[[ Records to use, beginning ]]

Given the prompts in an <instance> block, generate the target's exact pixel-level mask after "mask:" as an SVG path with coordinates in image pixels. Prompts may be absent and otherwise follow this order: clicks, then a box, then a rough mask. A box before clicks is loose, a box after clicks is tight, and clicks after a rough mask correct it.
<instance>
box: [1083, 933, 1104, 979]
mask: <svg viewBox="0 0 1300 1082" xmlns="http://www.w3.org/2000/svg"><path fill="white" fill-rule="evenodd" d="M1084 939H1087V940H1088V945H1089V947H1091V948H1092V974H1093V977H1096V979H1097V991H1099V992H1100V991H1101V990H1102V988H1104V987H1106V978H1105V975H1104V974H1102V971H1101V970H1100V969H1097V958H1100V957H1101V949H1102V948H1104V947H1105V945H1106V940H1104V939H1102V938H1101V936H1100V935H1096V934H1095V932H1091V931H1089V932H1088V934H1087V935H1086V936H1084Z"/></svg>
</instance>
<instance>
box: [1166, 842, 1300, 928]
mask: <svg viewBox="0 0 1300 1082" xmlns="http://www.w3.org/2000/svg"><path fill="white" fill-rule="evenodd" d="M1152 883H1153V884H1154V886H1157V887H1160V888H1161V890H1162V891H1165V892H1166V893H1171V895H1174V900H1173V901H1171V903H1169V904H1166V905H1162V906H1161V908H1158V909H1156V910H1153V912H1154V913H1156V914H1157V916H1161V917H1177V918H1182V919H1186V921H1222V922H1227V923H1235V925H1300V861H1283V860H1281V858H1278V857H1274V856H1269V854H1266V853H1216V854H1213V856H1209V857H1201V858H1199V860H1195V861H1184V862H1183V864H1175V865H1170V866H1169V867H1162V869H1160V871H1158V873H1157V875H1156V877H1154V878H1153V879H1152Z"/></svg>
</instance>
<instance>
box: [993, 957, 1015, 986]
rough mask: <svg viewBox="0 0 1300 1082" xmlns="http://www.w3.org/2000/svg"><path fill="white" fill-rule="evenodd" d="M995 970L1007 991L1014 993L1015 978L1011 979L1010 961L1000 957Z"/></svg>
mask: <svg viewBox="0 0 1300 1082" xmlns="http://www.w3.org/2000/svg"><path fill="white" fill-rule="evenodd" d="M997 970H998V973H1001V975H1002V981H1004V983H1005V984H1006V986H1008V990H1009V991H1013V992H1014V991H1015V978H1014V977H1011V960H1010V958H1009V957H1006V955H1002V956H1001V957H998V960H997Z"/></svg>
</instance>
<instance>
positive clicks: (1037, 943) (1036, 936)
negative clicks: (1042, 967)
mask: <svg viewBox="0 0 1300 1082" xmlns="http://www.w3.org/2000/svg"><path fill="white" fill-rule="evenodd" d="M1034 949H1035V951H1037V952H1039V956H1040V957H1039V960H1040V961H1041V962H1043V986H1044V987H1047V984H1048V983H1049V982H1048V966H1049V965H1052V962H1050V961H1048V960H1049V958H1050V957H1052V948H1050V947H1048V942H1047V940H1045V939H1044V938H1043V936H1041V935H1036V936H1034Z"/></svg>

[[ Records to use, end ]]

Required action:
Please extract each line in the rows above that contains the string "clicks".

Task response:
Given the prompts in an <instance> block, generate the target's exact pixel-level mask after "mask:" as an SVG path with coordinates in image pixels. Prompts may be absent and otherwise follow this order: clicks, then a box, then a rough mask. A box before clicks is loose, a box after clicks is tight, and clicks after a rough mask correct it.
positive clicks: (1037, 943) (1036, 936)
negative clicks: (1042, 967)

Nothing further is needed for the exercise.